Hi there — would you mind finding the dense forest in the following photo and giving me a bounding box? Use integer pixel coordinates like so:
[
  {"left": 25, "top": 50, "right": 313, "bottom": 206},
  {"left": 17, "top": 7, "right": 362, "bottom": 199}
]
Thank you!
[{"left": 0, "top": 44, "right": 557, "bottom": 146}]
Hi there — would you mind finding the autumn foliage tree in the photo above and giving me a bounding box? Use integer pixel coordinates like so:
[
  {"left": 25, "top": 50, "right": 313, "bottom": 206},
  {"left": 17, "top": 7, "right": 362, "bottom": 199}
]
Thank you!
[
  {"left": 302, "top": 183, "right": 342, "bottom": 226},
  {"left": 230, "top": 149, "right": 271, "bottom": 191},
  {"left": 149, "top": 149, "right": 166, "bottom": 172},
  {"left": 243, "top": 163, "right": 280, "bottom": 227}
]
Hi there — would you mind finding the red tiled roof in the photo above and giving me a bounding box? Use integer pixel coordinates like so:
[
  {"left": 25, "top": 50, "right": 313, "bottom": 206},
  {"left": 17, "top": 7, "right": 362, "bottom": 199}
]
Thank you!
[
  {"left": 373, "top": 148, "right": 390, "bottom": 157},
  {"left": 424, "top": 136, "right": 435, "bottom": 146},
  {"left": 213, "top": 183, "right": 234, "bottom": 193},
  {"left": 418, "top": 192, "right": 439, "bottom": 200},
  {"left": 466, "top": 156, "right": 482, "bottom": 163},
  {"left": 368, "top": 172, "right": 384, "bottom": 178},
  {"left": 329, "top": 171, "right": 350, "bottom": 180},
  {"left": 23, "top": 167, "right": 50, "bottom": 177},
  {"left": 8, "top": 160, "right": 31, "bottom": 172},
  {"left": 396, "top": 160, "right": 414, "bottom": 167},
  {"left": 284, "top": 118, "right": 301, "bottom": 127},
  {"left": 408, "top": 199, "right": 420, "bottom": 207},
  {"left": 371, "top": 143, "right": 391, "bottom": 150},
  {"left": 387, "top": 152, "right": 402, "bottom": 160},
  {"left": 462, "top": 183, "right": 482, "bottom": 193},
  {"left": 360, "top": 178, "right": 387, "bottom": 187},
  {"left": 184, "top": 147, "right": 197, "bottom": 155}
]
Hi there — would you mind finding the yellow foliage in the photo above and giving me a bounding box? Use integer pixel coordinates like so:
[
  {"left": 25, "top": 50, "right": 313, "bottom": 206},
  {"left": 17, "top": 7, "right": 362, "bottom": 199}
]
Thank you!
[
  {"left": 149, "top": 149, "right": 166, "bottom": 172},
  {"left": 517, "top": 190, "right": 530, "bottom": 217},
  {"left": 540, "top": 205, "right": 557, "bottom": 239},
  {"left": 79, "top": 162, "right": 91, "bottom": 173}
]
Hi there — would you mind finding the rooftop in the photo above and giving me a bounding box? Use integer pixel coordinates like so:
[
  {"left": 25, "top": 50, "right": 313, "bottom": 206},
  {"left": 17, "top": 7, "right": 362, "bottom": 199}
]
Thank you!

============================================================

- [THE EXERCISE] How many lines of the data above contain the word "integer"? Reply with the number alone.

- [COMPLETE ANSWER] 5